[Math] (Fast way to) Get a combination given its position in (reverse-)lexicographic order

combinationscombinatoricscomputational mathematics

This question is the inverse of the Fast way to get a position of combination (without repetitions).

Given all $\left(\!\!\binom{n}{k}\!\!\right)$ combinations without repetitions (in either lexicographic or reverse-lexicographic order), what would be the most efficient way to translate/map/lookup a
position of the combination to the combination ($k$-tuple) itself?

I need this to be fast for combinations of $\left(\!\!\binom{70}{7}\!\!\right)$ order of magnitude – very large, but not exceeding 2 billion (fits into int32 maximum value).

Below is an example of $\left(\!\!\binom{6}{3}\!\!\right)$, where the aim is to quickly translate value 9 to tuple (a, d, f), while in the real problem $5 <= k <= 8$.

$$\begin{array}
{cccccc|c}
a&b&c&d&e&f&^{combination}/_{sort\_order}&
\\\hline
x&x&x& & & &1\\
x&x& &x& & &2\\
x&x& & &x& &3\\
x&x& & & &x&4\\
x& &x&x& & &5\\
x& &x& &x& &6\\
x& &x& & &x&7\\
x& & &x&x& &8\\
x& & &x& &x&9\\
x& & & &x&x&10\\
.&.&.&.&.&.&.\\
& & &x&x&x&20\\
\end{array}$$

I know that I could pre-calculate all the combinations and reverse the lookup dictionary. However, such dictionary would not be efficient in terms of memory usage. Therefore I am looking for either calculation-based approach, or a more efficient data structure to perform this mapping, and be able to process about 1 million such lookups during data processing job.

Task goal
In the post on finding a combination from its position, copy out the passage from "combinationscombinatoricscomputational mathematics" up to and including "int32 maximum value).".

(Entries drawn from a collection)
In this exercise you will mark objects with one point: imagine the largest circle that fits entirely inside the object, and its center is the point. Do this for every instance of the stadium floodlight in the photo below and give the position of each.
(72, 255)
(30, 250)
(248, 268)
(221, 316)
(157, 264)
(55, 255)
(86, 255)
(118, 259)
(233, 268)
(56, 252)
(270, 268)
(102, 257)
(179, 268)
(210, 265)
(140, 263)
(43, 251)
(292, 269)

Output for this task
combinationscombinatoricscomputational mathematics

This question is the inverse of the Fast way to get a position of combination (without repetitions).

Given all $\left(\!\!\binom{n}{k}\!\!\right)$ combinations without repetitions (in either lexicographic or reverse-lexicographic order), what would be the most efficient way to translate/map/lookup a
position of the combination to the combination ($k$-tuple) itself?

I need this to be fast for combinations of $\left(\!\!\binom{70}{7}\!\!\right)$ order of magnitude – very large, but not exceeding 2 billion (fits into int32 maximum value).